TASK DESCRIPTION: Print the complete set of entries exactly.

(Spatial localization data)

-*-

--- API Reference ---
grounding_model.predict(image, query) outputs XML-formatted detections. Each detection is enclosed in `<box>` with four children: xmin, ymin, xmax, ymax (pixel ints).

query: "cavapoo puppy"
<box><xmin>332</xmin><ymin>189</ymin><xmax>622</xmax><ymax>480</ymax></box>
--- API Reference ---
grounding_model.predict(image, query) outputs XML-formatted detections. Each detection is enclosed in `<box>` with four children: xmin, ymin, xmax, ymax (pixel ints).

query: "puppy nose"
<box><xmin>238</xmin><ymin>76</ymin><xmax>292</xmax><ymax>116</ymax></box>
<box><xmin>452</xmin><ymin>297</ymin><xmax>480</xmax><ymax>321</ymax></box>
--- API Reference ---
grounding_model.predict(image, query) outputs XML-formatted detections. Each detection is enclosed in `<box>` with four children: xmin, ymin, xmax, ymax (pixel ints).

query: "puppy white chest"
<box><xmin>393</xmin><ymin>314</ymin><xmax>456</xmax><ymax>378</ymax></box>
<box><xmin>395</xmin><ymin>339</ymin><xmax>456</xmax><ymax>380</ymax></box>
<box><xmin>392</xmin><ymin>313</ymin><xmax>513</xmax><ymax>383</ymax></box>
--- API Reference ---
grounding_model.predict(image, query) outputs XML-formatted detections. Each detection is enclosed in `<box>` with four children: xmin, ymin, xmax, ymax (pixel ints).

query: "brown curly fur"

-*-

RESULT:
--- API Reference ---
grounding_model.predict(image, query) outputs XML-formatted detections. Each detection is enclosed in `<box>` with four children: xmin, ymin, xmax, ymax (pixel ints).

query: "cavapoo puppy"
<box><xmin>332</xmin><ymin>189</ymin><xmax>622</xmax><ymax>480</ymax></box>
--- API Reference ---
grounding_model.predict(image, query) outputs XML-formatted detections. Each detection is enclosed in `<box>` with four children: xmin, ymin, xmax, ymax (pixel ints).

query: "puppy nose"
<box><xmin>238</xmin><ymin>76</ymin><xmax>292</xmax><ymax>116</ymax></box>
<box><xmin>452</xmin><ymin>297</ymin><xmax>480</xmax><ymax>321</ymax></box>
--- API Reference ---
grounding_model.predict(image, query) outputs XML-formatted detections. Each detection is enclosed in `<box>` with four children: xmin, ymin, xmax, ymax (pixel ints).

query: "puppy white chest"
<box><xmin>393</xmin><ymin>314</ymin><xmax>456</xmax><ymax>378</ymax></box>
<box><xmin>395</xmin><ymin>339</ymin><xmax>456</xmax><ymax>380</ymax></box>
<box><xmin>392</xmin><ymin>313</ymin><xmax>513</xmax><ymax>383</ymax></box>
--- API Reference ---
grounding_model.predict(image, query) outputs XML-formatted detections. Each detection is enclosed in `<box>` with four children: xmin, ymin, xmax, ymax (pixel ints).

query: "brown curly fur"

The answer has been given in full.